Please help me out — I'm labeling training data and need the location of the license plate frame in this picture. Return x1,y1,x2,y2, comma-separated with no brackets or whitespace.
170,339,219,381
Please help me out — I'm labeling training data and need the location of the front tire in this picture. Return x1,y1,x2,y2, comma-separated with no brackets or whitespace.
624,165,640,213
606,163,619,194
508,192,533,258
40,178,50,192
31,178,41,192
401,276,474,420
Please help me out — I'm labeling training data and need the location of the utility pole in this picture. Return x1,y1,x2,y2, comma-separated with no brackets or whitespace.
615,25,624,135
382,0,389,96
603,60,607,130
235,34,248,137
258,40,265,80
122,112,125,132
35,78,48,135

******

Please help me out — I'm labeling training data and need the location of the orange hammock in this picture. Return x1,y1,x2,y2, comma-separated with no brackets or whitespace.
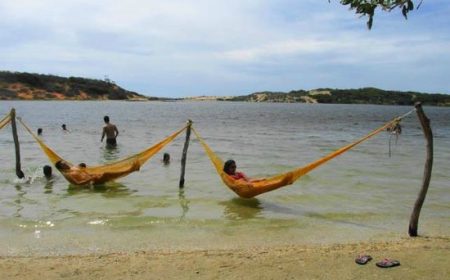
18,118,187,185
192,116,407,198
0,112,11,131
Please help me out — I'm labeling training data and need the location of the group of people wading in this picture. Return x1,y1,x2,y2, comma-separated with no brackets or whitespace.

******

Reproduce exactly, with no pictures, the lines above from the one holding "of the orange" to the one holding "of the group", inclusive.

> Exercise output:
Please help me out — I'm labeling training data and need the location of the orange hammock in this picture. Return x1,y1,x2,y2, comma-separated with no brackets or whitespace.
18,118,187,185
192,116,407,198
0,112,11,131
Please help me out — I'm labeling training data and need the location of the group of people wading in this picture. Return x1,y1,x2,y2, comma-separated with no brackets or whitespace.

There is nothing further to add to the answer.